▶ [Short exercise]
Starting from the line that contains "Where can the car tire", reproduce each line exactly through the end of the material, and include no other lines.
---
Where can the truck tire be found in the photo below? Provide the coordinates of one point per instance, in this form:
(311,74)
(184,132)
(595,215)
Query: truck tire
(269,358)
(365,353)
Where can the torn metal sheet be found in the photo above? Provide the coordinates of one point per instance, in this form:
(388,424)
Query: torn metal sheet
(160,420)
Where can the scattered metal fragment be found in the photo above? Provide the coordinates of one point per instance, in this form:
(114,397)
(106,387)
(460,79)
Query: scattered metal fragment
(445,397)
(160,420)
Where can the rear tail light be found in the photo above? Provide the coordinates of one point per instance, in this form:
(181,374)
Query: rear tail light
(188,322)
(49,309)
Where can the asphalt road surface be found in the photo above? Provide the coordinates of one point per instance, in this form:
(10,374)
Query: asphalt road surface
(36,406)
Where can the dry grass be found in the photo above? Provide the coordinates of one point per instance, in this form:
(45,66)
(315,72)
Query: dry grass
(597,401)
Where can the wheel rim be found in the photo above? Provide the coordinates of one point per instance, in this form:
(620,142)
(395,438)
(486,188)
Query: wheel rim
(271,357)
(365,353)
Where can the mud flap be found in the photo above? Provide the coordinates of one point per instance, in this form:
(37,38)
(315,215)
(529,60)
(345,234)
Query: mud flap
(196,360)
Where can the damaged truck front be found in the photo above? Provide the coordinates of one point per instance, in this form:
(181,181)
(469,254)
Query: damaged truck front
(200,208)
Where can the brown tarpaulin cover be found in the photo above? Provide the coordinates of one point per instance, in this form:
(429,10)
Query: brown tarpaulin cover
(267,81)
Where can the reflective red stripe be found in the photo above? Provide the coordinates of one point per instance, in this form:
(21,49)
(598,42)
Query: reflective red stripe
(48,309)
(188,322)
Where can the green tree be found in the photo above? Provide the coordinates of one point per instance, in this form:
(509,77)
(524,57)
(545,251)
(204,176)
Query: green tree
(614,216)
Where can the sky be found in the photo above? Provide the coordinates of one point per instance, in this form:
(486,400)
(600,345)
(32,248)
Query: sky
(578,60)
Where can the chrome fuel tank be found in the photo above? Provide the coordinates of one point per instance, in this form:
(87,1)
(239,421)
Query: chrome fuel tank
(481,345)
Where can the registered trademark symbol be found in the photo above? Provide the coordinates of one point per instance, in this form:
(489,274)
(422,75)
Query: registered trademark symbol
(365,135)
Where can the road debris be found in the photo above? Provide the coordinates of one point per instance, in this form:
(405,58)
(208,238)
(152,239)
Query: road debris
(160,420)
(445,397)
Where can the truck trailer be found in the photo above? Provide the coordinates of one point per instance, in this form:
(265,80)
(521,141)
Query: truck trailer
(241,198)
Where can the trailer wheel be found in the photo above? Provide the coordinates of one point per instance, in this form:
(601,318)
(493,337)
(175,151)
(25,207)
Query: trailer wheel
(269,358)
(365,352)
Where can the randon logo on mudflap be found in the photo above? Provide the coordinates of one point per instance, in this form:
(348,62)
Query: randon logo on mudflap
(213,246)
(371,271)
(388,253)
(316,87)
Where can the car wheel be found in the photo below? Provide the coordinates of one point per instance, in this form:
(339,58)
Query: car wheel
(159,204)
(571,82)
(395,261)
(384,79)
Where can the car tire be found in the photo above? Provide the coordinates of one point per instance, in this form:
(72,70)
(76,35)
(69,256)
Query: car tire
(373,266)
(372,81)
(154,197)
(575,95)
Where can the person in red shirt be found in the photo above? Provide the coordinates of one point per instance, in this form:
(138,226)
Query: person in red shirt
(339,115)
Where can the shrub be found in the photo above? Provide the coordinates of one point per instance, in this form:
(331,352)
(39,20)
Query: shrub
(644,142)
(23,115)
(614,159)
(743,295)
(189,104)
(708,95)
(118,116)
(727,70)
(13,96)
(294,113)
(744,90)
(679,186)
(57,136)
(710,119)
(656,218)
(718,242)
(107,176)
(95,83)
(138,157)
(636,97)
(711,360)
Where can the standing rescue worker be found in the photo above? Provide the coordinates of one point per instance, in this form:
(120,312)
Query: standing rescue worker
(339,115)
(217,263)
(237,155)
---
▶ [The reply]
Where can the car tire be found in the photo above? Provide the coordinates of one point per instance, in this form:
(72,70)
(76,35)
(69,256)
Query: car tire
(373,266)
(372,81)
(154,197)
(575,95)
Where can the person in red shirt be found in the photo above? Provide the coordinates of one point per instance, in this form:
(138,226)
Query: person in red shirt
(339,115)
Where can the shrub be found in the photo above? Provide the coordinates of one point per instance, in this form:
(331,352)
(39,20)
Query: shrub
(644,142)
(23,115)
(614,159)
(743,295)
(189,104)
(708,95)
(118,116)
(727,70)
(13,96)
(294,113)
(744,90)
(679,186)
(57,136)
(710,119)
(656,218)
(718,242)
(107,176)
(95,83)
(138,157)
(636,97)
(711,360)
Where can the standing rescue worker be found in the photo above? Provide the coordinates of one point per instance, in this form:
(120,312)
Query: standing rescue worker
(339,115)
(217,263)
(237,155)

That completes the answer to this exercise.